§ What needs to be done
In the baseball biography, reproduce word for word the stretch from "On May 4, 1966, Brown" through "in New York.".

§ Document passage

★ ★ ★

American baseball player (1940–2024)

Larry Leslie Brown (March 1, 1940 – April 13, 2024) was an American professional baseball infielder, who played for the Cleveland Indians, Oakland Athletics, Baltimore Orioles, and Texas Rangers of Major League Baseball (MLB). His brother, Dick Brown, also played in Major League Baseball.

==Career==
Brown was originally signed by the Indians in 1958, and on July 6, 1963, against the New York Yankees, he made his big league debut at the age of 23. Pinch-hitting for Tito Francona, he struck out in his first at-bat, but he collected a single in his second plate appearance.

As a starter for Cleveland between 1964 and 1969, his batting averages were consistently low - his highest batting average during that span was .253, while his lowest was .227.

On May 4, 1966, Brown was seriously injured after running into Indians teammate Leon Wagner while playing the New York Yankees in Yankee Stadium. Brown suffered a skull fracture and facial injuries and was admitted to the Lenox Hill Hospital. He was on the disabled list for six weeks, returning to the active roster on June 17. He struck out in one plate appearance as a pinch hitter and played second base for two innings late in the game as Cleveland lost to the Yankees in New York.

In 1970, he lost his starting job to a young Jack Heidemann, and on April 24, 1971, he was sold to the Athletics for an estimated $50,000.

★ ★ ★

(Point localization listing)
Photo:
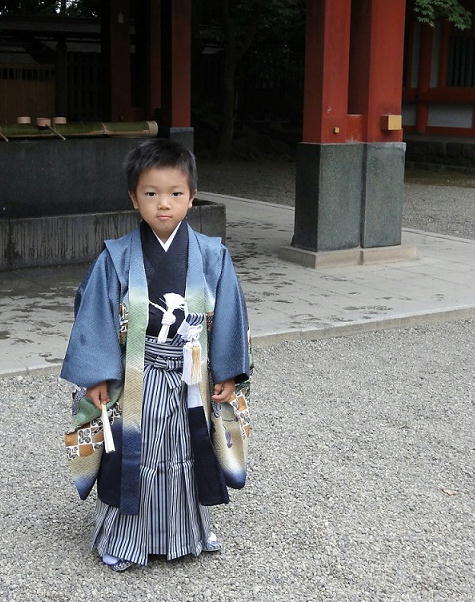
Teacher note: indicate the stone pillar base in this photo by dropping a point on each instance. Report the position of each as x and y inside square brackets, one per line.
[358, 256]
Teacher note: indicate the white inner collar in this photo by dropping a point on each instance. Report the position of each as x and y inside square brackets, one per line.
[168, 242]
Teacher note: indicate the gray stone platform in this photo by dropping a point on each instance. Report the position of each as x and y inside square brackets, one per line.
[285, 301]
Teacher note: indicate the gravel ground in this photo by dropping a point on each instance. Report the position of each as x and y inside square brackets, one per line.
[435, 202]
[360, 488]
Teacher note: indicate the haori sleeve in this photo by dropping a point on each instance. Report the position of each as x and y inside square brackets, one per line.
[93, 354]
[229, 338]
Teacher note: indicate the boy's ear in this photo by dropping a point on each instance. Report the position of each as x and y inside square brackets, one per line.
[133, 198]
[192, 198]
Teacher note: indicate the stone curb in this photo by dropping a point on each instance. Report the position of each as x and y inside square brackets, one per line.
[312, 334]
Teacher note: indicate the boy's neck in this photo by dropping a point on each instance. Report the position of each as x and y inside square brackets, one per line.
[167, 241]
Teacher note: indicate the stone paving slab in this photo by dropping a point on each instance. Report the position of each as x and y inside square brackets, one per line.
[285, 301]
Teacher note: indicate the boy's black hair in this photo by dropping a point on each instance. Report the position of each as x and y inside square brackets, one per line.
[160, 152]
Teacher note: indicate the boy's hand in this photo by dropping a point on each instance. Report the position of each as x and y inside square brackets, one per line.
[98, 394]
[223, 391]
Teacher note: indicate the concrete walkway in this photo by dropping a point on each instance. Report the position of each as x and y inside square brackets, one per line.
[285, 301]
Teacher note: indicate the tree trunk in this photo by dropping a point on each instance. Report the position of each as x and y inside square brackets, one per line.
[229, 85]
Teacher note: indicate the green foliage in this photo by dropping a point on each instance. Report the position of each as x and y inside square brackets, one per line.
[30, 8]
[427, 11]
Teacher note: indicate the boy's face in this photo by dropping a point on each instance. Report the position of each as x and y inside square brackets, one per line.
[163, 198]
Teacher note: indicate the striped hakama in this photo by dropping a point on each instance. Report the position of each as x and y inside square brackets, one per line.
[171, 521]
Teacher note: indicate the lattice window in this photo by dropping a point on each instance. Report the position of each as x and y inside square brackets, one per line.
[461, 67]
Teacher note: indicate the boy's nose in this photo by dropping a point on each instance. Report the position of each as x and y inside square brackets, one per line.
[163, 202]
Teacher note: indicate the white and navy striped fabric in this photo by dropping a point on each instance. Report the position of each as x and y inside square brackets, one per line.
[170, 521]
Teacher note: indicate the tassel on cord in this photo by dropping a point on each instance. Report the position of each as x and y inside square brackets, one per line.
[192, 355]
[173, 301]
[108, 439]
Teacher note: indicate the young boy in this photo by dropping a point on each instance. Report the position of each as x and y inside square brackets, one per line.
[175, 289]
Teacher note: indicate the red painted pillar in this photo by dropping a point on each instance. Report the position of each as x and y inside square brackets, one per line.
[176, 79]
[377, 53]
[326, 70]
[423, 84]
[116, 25]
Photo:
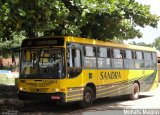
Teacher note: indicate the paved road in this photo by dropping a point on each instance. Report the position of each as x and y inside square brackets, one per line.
[148, 100]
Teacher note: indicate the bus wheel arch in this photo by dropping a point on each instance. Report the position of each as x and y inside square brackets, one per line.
[89, 94]
[93, 87]
[135, 89]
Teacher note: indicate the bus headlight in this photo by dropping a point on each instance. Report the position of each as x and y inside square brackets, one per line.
[56, 89]
[21, 88]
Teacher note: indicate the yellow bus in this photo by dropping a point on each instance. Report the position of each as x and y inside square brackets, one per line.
[67, 69]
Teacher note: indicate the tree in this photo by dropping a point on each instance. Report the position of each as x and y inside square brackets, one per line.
[141, 44]
[156, 43]
[100, 19]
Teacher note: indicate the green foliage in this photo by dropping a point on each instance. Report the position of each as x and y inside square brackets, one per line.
[156, 43]
[6, 45]
[141, 44]
[100, 19]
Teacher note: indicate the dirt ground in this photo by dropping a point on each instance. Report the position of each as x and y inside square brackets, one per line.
[9, 103]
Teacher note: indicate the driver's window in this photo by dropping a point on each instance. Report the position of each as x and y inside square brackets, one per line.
[74, 58]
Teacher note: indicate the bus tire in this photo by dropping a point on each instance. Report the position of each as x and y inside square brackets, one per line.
[88, 97]
[135, 92]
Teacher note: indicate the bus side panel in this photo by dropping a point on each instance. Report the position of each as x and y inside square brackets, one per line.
[110, 83]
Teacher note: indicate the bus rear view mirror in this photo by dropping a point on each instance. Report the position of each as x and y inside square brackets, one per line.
[74, 52]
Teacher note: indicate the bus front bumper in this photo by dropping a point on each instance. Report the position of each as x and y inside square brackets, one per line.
[57, 97]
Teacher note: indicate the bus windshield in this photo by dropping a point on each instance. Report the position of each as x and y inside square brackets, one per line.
[42, 63]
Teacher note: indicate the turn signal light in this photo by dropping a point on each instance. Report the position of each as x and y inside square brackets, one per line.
[56, 97]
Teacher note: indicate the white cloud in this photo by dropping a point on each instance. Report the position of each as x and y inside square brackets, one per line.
[149, 33]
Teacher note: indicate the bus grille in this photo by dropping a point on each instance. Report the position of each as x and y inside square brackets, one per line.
[39, 84]
[40, 90]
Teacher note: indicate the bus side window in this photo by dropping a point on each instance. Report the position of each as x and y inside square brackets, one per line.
[117, 61]
[103, 60]
[139, 63]
[128, 59]
[89, 56]
[77, 58]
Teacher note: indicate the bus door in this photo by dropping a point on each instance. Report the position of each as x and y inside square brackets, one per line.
[74, 65]
[89, 65]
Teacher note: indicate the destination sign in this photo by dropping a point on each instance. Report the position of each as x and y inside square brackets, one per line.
[43, 42]
[110, 75]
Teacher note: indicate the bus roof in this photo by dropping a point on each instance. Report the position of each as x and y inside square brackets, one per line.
[98, 42]
[107, 43]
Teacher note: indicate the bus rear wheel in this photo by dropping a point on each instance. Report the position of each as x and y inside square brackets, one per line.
[135, 92]
[87, 97]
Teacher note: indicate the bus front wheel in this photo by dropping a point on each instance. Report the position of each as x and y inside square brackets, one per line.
[135, 92]
[87, 97]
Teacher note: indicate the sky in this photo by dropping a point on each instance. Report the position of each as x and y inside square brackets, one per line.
[149, 33]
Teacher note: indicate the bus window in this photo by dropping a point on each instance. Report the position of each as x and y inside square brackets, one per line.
[74, 62]
[139, 63]
[147, 60]
[154, 60]
[89, 56]
[128, 59]
[103, 60]
[117, 61]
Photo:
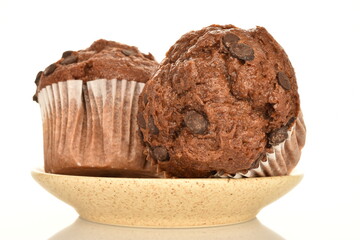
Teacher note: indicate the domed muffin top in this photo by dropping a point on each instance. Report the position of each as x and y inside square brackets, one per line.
[220, 100]
[102, 60]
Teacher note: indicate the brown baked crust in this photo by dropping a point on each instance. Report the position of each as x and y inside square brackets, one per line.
[220, 100]
[102, 60]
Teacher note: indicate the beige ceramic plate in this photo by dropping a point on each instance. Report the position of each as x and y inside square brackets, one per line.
[166, 202]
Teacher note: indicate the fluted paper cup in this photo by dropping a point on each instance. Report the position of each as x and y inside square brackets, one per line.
[282, 158]
[90, 128]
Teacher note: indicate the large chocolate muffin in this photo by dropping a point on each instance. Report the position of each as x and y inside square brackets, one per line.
[223, 100]
[89, 102]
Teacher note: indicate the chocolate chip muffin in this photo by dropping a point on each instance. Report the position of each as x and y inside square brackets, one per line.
[88, 101]
[224, 102]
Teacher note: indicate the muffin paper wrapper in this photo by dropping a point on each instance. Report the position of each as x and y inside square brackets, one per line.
[283, 157]
[92, 124]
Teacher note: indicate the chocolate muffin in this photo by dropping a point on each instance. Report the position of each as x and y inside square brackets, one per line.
[89, 103]
[224, 102]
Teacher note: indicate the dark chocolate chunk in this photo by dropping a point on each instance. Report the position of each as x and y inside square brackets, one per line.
[242, 51]
[35, 98]
[283, 80]
[152, 127]
[67, 54]
[196, 122]
[50, 69]
[69, 60]
[127, 52]
[160, 154]
[37, 79]
[278, 135]
[229, 39]
[141, 120]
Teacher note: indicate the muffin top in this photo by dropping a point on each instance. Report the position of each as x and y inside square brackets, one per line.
[102, 60]
[222, 97]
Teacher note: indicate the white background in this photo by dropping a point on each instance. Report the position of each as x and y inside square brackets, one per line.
[322, 39]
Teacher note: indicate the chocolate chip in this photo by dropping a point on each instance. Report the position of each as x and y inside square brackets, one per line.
[242, 51]
[229, 39]
[50, 69]
[145, 98]
[152, 127]
[141, 120]
[69, 60]
[35, 98]
[160, 154]
[127, 52]
[149, 56]
[37, 79]
[66, 54]
[278, 135]
[196, 122]
[283, 80]
[291, 121]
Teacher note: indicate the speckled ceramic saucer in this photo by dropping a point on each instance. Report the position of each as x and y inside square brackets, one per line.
[146, 202]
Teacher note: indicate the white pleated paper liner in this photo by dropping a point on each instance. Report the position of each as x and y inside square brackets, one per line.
[92, 125]
[283, 158]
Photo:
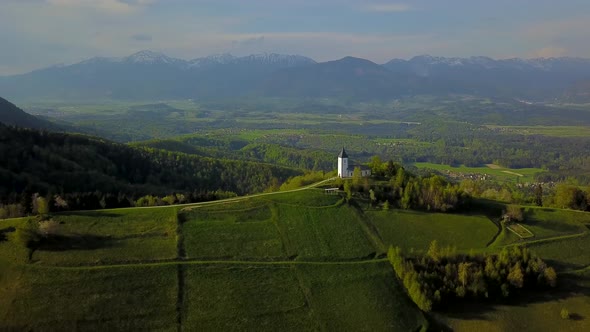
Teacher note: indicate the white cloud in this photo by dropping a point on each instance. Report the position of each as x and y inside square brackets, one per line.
[387, 7]
[115, 6]
[550, 52]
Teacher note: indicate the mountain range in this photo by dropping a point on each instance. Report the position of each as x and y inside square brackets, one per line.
[150, 75]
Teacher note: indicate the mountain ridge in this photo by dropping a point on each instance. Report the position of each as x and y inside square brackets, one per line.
[148, 75]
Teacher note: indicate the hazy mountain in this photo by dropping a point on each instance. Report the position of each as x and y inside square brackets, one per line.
[352, 77]
[10, 114]
[149, 75]
[532, 78]
[578, 92]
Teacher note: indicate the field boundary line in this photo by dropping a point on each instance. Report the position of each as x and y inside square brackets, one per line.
[550, 239]
[211, 262]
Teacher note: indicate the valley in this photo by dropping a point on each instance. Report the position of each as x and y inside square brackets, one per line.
[266, 263]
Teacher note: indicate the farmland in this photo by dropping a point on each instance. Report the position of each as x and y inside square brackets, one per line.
[287, 261]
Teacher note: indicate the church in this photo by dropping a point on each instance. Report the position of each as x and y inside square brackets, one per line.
[345, 170]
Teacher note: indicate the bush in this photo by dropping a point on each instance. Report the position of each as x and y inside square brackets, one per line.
[565, 314]
[28, 233]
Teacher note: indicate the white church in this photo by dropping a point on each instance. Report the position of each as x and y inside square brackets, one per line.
[345, 170]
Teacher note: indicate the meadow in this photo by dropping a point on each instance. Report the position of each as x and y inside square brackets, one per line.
[497, 173]
[412, 230]
[286, 261]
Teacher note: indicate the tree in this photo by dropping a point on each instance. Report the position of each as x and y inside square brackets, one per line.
[464, 273]
[356, 176]
[514, 213]
[550, 276]
[433, 251]
[539, 195]
[565, 314]
[348, 190]
[376, 165]
[406, 201]
[48, 228]
[42, 206]
[515, 276]
[28, 233]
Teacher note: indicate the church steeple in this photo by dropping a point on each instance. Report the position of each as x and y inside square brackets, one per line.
[343, 164]
[343, 154]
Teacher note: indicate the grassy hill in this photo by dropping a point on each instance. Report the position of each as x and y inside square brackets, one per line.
[287, 261]
[14, 116]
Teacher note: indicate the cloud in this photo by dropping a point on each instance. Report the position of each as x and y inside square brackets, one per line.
[550, 52]
[142, 37]
[248, 43]
[387, 7]
[114, 6]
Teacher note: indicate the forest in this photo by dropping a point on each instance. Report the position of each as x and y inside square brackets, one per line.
[442, 276]
[83, 172]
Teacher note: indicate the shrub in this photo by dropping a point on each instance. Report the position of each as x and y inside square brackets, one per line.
[565, 314]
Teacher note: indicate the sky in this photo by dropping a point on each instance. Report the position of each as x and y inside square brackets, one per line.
[39, 33]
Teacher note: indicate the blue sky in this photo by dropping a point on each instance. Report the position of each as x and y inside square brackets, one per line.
[38, 33]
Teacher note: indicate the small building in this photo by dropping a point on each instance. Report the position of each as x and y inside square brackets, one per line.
[345, 170]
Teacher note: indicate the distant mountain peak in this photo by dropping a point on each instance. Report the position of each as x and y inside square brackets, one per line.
[150, 57]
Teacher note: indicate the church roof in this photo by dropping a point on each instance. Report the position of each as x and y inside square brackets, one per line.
[342, 154]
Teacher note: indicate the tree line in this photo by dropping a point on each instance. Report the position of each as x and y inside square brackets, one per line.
[442, 276]
[90, 173]
[394, 186]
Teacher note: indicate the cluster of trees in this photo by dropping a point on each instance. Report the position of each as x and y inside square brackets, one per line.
[442, 275]
[563, 195]
[304, 180]
[405, 190]
[90, 173]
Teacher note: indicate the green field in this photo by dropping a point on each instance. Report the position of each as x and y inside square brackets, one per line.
[301, 261]
[555, 131]
[498, 173]
[415, 230]
[49, 299]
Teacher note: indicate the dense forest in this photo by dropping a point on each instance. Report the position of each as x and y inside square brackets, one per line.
[442, 276]
[90, 172]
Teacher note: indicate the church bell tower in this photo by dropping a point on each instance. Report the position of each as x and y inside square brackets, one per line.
[343, 164]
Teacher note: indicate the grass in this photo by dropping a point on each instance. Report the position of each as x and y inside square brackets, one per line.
[266, 298]
[34, 298]
[112, 236]
[242, 234]
[555, 131]
[499, 173]
[291, 261]
[567, 254]
[303, 298]
[359, 298]
[332, 233]
[310, 198]
[520, 231]
[415, 230]
[547, 224]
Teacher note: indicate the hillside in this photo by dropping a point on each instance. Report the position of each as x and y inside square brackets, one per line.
[215, 267]
[351, 77]
[78, 165]
[149, 75]
[11, 115]
[299, 260]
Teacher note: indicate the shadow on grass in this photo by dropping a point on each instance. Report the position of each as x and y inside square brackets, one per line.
[73, 242]
[94, 214]
[5, 231]
[568, 286]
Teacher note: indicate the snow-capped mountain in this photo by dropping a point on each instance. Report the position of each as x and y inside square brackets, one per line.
[147, 57]
[212, 60]
[149, 75]
[264, 59]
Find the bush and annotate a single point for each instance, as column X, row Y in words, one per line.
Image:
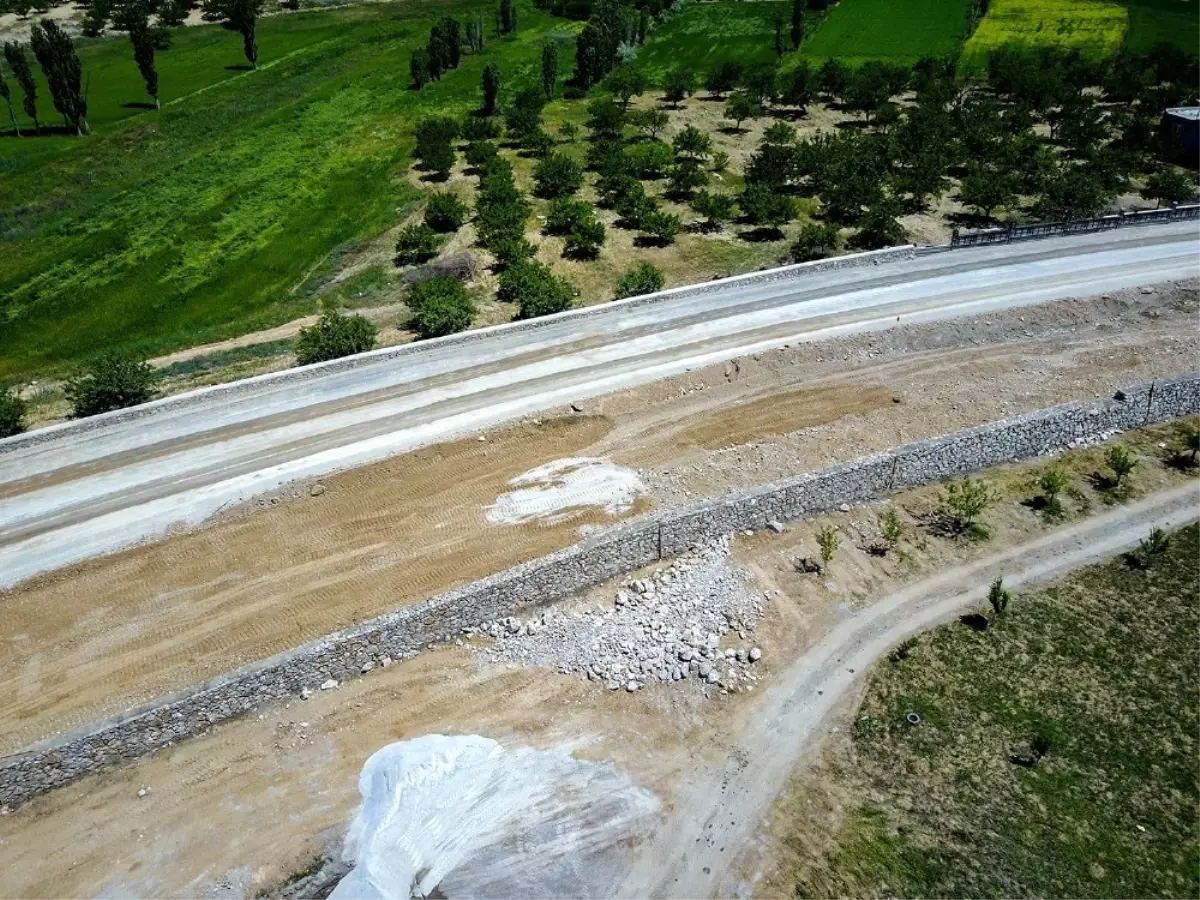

★ ★ ★

§ Output for this task
On May 4, 1966, Brown was seriously injured after running into Indians teammate Leon Wagner while playing the New York Yankees in Yankee Stadium. Brown suffered a skull fracture and facial injuries and was admitted to the Lenox Hill Hospital. He was on the disabled list for six weeks, returning to the active roster on June 17. He struck out in one plate appearance as a pinch hitter and played second base for two innings late in the game as Cleveland lost to the Yankees in New York.